The 'Tree Man' – a Bangladeshi man with large warts on his hands and feet resembling tree roots – has been told he will receive surgery to finally remove the growths. Abul Bajandar, 26, first noticed the inflammations 10 years ago, but they have since developed into 5kg appendages.
The condition has been diagnosed as epidermodysplasia verruciformis, a skin condition which affects just two other known people in the world and causes scaly growths to appear from the hands and feet. The surgery to remove the warts will take place at the Dhaka Medical College and Hospital (DCMH).
"Initially, I thought that they were harmless," said Bajandar. "But slowly I lost all my ability to work. There are now dozens of 2in-3in roots in both my hands, and there are some small ones in my leg."
Just 16 when the warts first started to appear, Bajandar tried to cut them off himself at the time. He said it was extremely painful, so went to the village specialist instead, but claimed that the treatment of herbal medicine only made things worse.

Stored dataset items
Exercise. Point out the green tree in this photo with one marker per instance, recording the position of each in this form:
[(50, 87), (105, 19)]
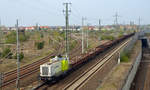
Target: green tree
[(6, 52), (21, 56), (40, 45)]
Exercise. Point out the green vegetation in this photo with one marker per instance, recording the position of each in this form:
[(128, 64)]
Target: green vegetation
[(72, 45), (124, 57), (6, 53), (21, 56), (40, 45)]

...

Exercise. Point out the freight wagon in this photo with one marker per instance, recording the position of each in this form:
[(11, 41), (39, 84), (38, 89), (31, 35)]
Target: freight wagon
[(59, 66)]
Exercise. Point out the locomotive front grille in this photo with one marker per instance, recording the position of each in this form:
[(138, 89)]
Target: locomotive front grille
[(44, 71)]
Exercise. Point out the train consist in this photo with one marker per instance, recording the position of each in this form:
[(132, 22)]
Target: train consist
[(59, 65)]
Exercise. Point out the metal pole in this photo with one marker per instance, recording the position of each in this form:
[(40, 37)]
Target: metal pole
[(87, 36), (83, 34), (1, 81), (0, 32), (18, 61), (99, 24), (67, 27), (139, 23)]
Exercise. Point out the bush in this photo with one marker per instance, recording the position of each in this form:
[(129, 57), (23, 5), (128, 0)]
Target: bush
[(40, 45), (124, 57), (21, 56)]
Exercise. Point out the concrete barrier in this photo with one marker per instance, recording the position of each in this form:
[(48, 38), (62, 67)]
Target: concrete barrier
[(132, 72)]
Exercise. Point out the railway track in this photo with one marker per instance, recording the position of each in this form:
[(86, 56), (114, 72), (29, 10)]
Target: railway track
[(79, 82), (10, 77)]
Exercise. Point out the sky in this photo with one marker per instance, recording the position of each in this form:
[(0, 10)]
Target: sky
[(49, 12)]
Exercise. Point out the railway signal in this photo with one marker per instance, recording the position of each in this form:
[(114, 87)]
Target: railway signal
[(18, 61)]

▶ _WHAT YOU HAVE TO DO_
In the article about the Bangladeshi "Tree Man," why did Bajandar turn to the village specialist? Explain in one to three sentences.

▶ _EXPECTED OUTPUT_
At 16, when the warts first appeared, Bajandar tried to cut them off himself. He found this extremely painful, so he went to the village specialist instead.